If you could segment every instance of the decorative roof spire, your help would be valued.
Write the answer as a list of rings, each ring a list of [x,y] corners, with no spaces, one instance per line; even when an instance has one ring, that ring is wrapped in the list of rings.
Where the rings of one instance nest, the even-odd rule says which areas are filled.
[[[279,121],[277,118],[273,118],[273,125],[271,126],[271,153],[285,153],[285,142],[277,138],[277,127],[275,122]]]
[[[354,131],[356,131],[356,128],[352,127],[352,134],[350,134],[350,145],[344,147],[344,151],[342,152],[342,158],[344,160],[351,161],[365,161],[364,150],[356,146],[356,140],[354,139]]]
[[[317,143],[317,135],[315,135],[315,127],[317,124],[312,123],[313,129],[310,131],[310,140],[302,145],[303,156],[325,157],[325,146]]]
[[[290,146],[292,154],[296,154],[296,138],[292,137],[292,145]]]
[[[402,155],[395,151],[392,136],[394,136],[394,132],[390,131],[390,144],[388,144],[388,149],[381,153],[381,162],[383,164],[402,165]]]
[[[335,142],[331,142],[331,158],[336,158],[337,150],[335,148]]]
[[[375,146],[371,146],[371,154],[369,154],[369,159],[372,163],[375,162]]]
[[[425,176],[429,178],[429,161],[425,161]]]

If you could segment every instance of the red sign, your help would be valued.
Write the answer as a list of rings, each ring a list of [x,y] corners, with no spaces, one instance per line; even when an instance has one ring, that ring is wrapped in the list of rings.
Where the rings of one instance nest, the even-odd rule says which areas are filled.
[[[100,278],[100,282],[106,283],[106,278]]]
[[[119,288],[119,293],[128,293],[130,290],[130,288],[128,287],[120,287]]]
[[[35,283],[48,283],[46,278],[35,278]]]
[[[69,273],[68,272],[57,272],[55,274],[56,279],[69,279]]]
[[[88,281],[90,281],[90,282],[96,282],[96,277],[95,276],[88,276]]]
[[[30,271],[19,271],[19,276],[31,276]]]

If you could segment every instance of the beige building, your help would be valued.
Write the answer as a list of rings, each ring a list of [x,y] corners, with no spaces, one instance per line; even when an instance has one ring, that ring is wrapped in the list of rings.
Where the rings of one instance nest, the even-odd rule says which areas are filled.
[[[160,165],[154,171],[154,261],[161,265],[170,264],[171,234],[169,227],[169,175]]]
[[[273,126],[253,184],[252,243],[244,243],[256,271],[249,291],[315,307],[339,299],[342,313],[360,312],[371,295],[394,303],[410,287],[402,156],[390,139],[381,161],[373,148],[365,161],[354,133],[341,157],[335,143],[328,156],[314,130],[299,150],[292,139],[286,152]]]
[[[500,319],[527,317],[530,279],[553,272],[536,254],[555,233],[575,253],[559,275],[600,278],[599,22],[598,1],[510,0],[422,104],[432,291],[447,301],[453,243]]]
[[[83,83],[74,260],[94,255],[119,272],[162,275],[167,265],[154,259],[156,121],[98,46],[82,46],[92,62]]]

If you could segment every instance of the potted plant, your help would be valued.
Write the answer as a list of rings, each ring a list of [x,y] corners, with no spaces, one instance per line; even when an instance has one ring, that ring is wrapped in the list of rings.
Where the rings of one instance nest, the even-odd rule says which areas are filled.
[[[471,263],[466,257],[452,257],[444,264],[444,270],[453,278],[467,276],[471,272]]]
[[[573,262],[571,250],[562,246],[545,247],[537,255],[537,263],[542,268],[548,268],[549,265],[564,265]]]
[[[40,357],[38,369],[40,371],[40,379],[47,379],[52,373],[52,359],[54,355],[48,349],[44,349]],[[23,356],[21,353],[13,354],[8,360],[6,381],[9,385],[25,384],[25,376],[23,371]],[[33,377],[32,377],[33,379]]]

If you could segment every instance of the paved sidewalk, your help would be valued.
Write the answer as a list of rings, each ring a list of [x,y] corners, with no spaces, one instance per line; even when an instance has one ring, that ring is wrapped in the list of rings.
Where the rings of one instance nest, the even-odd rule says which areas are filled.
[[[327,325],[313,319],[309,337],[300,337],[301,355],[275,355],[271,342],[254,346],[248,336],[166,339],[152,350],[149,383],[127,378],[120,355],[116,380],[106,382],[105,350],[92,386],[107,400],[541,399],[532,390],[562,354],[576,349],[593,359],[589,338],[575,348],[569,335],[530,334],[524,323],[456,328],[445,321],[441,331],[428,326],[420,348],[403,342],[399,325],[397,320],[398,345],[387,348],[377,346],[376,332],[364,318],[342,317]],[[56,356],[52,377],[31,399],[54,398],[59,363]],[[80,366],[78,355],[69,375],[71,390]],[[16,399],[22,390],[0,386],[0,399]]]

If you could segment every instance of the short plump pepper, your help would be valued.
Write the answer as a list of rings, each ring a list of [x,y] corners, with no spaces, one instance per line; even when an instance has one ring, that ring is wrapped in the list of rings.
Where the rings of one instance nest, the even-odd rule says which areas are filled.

——

WORK TO COMPLETE:
Nothing but a number should be given: the count of lines above in which the word "could" occurs.

WRITTEN ANSWER:
6